Shape boundary entries:
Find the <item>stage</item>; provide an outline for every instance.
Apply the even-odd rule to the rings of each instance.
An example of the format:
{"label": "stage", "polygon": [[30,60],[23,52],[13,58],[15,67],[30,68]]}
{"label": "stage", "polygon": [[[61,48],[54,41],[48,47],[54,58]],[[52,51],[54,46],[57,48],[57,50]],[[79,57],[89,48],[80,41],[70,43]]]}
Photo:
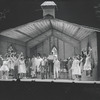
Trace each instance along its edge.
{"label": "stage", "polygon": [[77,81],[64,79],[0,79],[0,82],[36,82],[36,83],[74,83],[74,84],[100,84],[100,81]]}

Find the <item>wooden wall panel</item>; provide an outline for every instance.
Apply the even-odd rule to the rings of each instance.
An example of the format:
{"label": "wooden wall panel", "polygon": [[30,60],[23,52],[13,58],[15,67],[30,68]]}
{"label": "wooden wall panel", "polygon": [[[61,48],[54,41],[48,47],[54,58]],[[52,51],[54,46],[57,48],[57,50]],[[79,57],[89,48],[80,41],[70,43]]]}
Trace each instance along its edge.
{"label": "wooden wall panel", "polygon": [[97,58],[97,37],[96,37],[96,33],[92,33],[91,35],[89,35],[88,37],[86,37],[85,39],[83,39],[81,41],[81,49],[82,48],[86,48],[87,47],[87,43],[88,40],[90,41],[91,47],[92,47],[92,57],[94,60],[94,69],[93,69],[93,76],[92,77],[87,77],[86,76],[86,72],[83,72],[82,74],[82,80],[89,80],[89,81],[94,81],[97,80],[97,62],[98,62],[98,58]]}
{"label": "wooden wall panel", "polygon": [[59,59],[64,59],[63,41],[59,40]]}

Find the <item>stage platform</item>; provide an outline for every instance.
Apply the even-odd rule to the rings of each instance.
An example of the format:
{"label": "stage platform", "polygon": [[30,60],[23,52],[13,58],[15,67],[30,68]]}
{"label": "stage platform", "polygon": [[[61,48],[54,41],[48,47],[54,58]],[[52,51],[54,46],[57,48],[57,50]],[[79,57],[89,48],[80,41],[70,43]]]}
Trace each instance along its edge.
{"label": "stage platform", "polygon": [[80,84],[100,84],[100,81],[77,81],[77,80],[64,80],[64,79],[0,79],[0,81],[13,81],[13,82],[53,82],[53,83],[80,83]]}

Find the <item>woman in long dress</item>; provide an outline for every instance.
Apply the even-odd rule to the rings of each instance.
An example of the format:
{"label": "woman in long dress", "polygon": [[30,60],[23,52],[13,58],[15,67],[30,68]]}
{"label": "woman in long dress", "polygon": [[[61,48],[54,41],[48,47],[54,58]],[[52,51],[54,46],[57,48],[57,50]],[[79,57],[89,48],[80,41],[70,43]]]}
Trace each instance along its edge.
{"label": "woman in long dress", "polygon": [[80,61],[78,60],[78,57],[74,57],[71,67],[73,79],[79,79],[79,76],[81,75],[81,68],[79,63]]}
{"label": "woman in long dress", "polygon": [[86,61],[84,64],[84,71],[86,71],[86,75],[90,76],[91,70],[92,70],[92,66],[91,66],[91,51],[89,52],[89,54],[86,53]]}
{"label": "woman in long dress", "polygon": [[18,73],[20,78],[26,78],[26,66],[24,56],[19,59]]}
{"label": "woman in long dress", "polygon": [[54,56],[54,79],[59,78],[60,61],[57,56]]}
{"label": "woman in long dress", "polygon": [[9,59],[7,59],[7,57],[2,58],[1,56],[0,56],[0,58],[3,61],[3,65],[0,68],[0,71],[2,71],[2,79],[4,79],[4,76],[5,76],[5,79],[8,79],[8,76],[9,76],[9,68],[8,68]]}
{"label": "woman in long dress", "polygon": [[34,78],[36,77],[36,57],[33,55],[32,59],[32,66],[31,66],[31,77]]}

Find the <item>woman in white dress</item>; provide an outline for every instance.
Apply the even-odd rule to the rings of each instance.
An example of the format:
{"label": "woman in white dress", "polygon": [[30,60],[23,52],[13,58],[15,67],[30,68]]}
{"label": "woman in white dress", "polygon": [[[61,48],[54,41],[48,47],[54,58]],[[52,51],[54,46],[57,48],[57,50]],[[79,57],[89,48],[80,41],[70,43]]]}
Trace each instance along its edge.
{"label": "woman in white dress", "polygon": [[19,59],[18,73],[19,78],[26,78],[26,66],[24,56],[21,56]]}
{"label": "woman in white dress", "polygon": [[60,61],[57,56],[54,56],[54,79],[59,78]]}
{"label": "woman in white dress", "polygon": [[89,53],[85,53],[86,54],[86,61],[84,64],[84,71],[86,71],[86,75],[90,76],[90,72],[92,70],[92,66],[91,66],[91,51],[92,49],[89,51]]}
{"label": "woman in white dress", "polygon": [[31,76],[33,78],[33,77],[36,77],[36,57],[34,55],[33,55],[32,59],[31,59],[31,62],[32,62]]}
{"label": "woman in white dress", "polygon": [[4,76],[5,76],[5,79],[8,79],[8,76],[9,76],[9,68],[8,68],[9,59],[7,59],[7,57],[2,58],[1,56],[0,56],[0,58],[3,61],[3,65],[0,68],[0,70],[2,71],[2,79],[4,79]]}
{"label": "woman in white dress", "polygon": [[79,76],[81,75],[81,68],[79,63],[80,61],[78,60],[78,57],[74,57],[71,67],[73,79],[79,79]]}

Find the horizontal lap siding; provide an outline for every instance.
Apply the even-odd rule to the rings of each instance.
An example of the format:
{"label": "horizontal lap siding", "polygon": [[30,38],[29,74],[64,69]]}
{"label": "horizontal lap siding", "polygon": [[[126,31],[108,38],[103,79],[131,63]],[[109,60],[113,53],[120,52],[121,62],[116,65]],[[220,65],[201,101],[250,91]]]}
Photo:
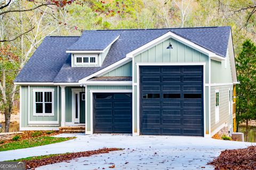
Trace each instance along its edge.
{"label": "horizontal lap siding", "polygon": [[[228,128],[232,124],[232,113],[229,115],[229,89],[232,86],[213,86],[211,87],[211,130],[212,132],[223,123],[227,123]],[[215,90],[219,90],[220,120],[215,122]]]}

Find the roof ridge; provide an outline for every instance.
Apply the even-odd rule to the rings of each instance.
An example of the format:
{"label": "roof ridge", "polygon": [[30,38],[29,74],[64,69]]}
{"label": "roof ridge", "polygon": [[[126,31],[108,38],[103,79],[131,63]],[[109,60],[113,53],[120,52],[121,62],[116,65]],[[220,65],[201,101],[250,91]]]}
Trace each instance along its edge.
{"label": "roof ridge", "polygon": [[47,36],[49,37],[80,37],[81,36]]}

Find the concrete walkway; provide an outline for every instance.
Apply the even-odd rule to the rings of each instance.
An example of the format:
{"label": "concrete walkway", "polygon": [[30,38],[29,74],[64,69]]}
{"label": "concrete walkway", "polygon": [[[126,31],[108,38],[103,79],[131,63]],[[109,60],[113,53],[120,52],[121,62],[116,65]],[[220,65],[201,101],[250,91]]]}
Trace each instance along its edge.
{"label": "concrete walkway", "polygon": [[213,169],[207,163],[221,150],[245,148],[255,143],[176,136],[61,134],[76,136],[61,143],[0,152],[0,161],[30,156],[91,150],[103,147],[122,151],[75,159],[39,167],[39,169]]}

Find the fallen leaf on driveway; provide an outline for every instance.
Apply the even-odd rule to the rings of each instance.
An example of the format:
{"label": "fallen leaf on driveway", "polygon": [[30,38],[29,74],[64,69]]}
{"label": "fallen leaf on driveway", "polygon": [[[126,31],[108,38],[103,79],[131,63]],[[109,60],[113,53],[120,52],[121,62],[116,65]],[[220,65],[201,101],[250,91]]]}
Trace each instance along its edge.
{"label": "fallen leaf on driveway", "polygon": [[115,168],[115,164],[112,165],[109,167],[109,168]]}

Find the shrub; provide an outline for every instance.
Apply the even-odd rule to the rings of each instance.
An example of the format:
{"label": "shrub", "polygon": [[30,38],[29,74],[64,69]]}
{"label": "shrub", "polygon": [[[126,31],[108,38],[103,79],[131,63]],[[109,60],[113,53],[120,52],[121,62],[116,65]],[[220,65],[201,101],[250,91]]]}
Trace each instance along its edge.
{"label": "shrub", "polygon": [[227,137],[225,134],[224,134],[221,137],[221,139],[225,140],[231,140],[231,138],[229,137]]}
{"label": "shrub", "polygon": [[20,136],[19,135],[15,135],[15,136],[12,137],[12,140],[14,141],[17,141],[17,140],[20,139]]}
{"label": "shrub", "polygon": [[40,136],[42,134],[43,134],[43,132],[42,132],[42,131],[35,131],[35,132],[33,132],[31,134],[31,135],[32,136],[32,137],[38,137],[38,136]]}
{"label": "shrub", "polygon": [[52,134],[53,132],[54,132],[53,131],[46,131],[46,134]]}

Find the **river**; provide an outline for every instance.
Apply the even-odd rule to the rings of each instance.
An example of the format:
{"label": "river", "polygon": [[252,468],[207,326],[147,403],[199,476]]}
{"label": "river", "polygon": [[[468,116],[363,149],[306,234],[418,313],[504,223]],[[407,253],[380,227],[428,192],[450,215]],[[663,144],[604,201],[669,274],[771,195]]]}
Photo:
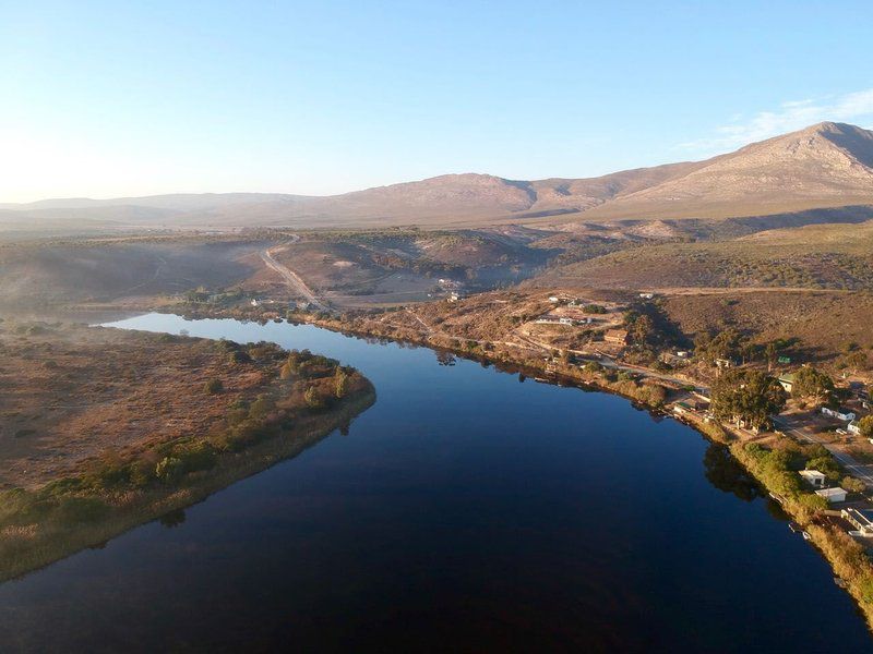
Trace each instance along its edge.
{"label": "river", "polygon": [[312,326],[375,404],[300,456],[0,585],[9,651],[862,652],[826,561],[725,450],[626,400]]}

EXERCISE BRIEF: Pick up at the line that holds "Find the **river**;" and restate each line, word for word, through the last line of the entries. Include both end lines but none of the pictures.

FINISHED EXERCISE:
Find the **river**; provide an outline for every instance.
Apply the even-odd rule to the rings of each instance.
An example of the format:
{"label": "river", "polygon": [[252,468],[207,326],[147,403],[199,476]]}
{"label": "river", "polygon": [[[468,116],[363,149],[306,234],[418,313],[504,223]],[[407,253],[380,227],[428,192],[450,215]],[[663,144],[604,201],[669,274],[771,195]]]}
Photo:
Trace each instance along its edge.
{"label": "river", "polygon": [[312,326],[375,404],[300,456],[0,585],[9,651],[862,652],[826,561],[725,450],[626,400]]}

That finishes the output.